* [Document text]:
- - -
# Trinity kidded 4/19 - Totally dry fluff pics added 4/20 pm



## kelebek (Oct 5, 2007)

Well, went out took pics and posted at 8:30 pm. Tried to hurry and take a test - went back out at 10:45 and bam - twins!!!!!!!!!!!!!!!!! :boy: :girl: And they have brown eyes - soooooo their is a possibility of Joe Dirt kids!!!!!!!!!!! So we will be DNA testing!

So here they are! Excuse them - they are still soaked. :boy: born first :girl: second and she still had 1.2 the sack on her when I found them - she is TINY!!!!!!!

So here they are!



















:boy:




























:girl:



















Together - you can see the size difference. Will weigh and get fluff pics tomorrow.


----------



## HollowbeadRanch (Oct 5, 2007)

*Re: Trinity kidded approx 10:45 pm 4/19*

They are GORGEOUS!!!!  I SO HOPE they are Joe's!! AND they are buckskin!!! HAHA! Allison is coming over to the "Buckskin Side" :ROFL:


----------



## kelebek (Oct 5, 2007)

*Re: Trinity kidded approx 10:45 pm 4/19*

Only if their are Joes!!!


----------



## liz (Oct 5, 2007)

*Re: Trinity kidded approx 10:45 pm 4/19*

Now Brandi! Yes they came fast and are just adorable BUT YOU ARE THE ONLY BUCKSKIN NUT I KNOW :ROFL:

CONGRATULATIONS
CONGRATULATIONS

What a wonderful way to end my "night".....though it is 2:30 am HERE!!

I hope they are Dirty babies....how sweet would that be? And you would have kids to carry on his lines!


----------



## HollowbeadRanch (Oct 5, 2007)

*Re: Trinity kidded approx 10:45 pm 4/19*

LIZ!!! You are supposed to be on my side  :ROFL:


----------



## rebelshope (Sep 21, 2008)
- - -
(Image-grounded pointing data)
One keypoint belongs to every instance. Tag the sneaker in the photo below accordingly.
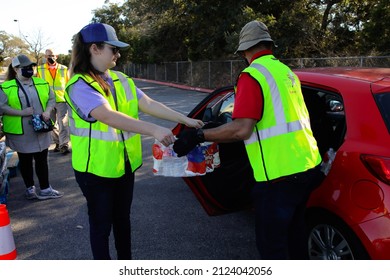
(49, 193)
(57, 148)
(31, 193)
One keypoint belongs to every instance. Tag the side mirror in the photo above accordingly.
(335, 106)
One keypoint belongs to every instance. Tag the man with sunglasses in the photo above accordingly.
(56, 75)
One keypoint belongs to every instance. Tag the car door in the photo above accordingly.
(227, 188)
- - -
* [Exercise requirements]:
[1] Based on the goat kidding thread, does each statement agree with it? (a) The twins were found around 10:45 pm. (b) The kids have blue eyes. (c) It was 2:30 am where liz was when she posted. Answer yes or no for each and quote the deciding words.
[2] Extend the goat kidding thread from its last line.

* [Task-by-task results]:
[1]
(a) Yes: "went back out at 10:45 and bam - twins"
(b) No: "And they have brown eyes"
(c) Yes: "though it is 2:30 am HERE!!"

[2]
*Re: Trinity kidded approx 10:45 pm 4/19*

:stars: *CONGRATS*  :stars:

The little boy has a little heart on his side! Too cute! And I do hope they are Joe's babies for your. ray:


----------



## kelebek (Oct 5, 2007)

*Re: Trinity kidded approx 10:45 pm 4/19 - fluff pics added*

Here are a couple pics from this morning - not the best - but better. Will get the good ones and weight them in tonight.

Buckling -



















Doeling -


----------



## AlaskaBoers (May 7, 2008)

*Re: Trinity kidded approx 10:45 pm 4/19 - fluff pics added*

oh theyre precious!


----------



## RunAround (Feb 17, 2008)

*Re: Trinity kidded approx 10:45 pm 4/19 - fluff pics added*

Awe, Congrats! I will keep my fingers crossed that they are Joe's.


----------



## StaceyRosado (Oct 5, 2007)

*Re: Trinity kidded approx 10:45 pm 4/19 - fluff pics added*

OH Congrats Allison -- I was way off on my estimation

The little girl has a real cool buckskiin color tone


----------



## kelebek (Oct 5, 2007)

*Re: Trinity kidded approx 10:45 pm 4/19 - fluff pics added*

Thank you - she is a sweet little girl - scared the heck out of me this morning and I am watching her closely as I want to make sure she is getting enough to eat. When I went out this morning I couldn't find her - aghhhhhhhh! Trin was curled up with the buckling, but couldn't find her - found her on the other side of the awning under the slide in the shadow.

Scared me to death!


----------



## StaceyRosado (Oct 5, 2007)

*Re: Trinity kidded approx 10:45 pm 4/19 - fluff pics added*

oh dear! Has trinity had twins before? it might be that she isnt loud enough and mom doesnt even know she is to far away.


----------



## kelebek (Oct 5, 2007)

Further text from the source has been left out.